STATED PROBLEM:
Could you extract every entry below and reproduce it exactly?

DATA SUPPLIED:
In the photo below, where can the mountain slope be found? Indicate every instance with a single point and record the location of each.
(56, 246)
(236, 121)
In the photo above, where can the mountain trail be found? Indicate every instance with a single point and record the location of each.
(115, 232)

THE SOLUTION:
In the photo below, where can the mountain slope be found? Indicate every instance with a single point and record the location of each.
(56, 246)
(236, 121)
In the photo above, where can the mountain trail be found? Indicate every instance with a single point and record the location of each.
(115, 232)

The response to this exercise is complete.